#### Task details:
In the Makohine disaster account, what caused the earth pile to become unstable?

The Finding of Katie - Makohine Disaster 1893


The story of Catherine Mary Quillinan and the Quillinan families and their place in the tragedy at MAKOHINE, New Zealand before and after 3th November, 1893.


With contributions from Allen Shaw, Michael Coleman, Jan and Ian Shorrock, Phyllis Timms,, Mick Quillinan, E G Child, J Tuckey, Peter Weston, The Whanganui Chronicle, The Paraekaretu Express.



MAKOHINE DISASTER NOVEMBER 1893
The events recorded here follow three pathways of discovery; my own, and descendants and families of Patrick and Thomas Quillinan. In particular are Michael Coleman of Whanganui, New Zealand, and Jan and Ian Shorrock from Grafton, New South Wales. Our paths began at different points but have finally met. What follows is a combination of our efforts.


The Scene
Briefly, the story is about the death of a woman and four children in 1893 a few metres from the then proposed site of the Makohine Viaduct near the bush township of Ohingaiti. The area was then the leading edge of a settlement push inland with new road, bridge and railway constructions combined with sawmilling and land clearing for agriculture. Living conditions were generally primitive and often make-shift.

 

10am Monday Morning, 13th November, 1893.
At a point close to and west of the Main Road North and about 200 metres south of the proposed Makohine Viaduct site, the Public Works Department had excavated an auxiliary tunnel high above the public highway. The operation removed earth from the Makohine Railway Tunnel and associated rail approaches on the western face of the operation and dumped the spoil through the auxiliary tunnel into the Makohine Ravine.
Local bush, road and railway workers lived in tents or small huts along the roadways and the Makohine area was dotted with many such dwellings. Two Quillinan families were living directly below the mullock pile.
Wet weather had soaked the earth pile until it became unstable causing the mullock to surge down the sub-vertical face of the Makohine Ravine.

Caught in a huge mud rush from the Public Works Department tunnel 70 metres above the Makohine Valley, Hannah Quillinan and three of her children and a niece, died under a fast moving wall of mud and logs.

(Stored items)
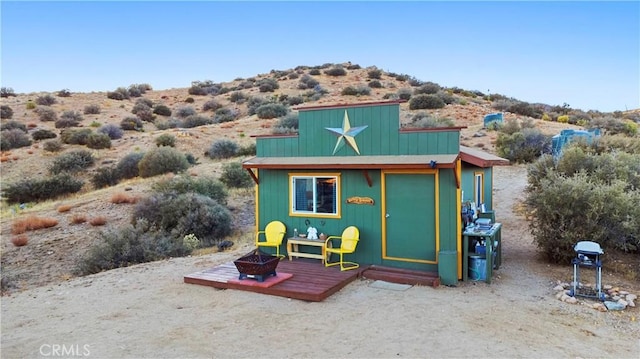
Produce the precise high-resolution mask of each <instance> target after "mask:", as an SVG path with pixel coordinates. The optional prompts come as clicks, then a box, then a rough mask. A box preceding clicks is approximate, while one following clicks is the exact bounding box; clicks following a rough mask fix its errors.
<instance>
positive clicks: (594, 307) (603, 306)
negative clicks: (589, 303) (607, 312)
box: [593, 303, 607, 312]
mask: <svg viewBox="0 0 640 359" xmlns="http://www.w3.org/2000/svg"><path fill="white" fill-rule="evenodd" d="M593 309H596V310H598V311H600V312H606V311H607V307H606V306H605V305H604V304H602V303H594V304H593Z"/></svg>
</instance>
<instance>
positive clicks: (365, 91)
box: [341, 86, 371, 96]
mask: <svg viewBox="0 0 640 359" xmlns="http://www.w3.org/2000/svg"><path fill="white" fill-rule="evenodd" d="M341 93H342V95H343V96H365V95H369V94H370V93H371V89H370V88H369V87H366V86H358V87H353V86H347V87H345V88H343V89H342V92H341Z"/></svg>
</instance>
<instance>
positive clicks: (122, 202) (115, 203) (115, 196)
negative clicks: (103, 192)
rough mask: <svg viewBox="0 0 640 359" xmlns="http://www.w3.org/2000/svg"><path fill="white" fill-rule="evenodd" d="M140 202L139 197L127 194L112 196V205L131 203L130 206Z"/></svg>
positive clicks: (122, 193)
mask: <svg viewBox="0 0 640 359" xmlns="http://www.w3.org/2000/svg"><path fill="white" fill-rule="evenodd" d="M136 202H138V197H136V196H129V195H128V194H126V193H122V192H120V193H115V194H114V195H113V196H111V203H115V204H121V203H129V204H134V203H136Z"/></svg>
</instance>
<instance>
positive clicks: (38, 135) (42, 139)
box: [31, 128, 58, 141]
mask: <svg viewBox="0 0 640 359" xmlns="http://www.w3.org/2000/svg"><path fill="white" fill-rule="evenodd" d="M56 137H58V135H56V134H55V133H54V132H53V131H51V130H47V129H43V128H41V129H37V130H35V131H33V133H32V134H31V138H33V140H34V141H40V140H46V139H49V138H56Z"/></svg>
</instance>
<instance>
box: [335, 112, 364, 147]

#### Result of this task:
Wet weather had soaked it.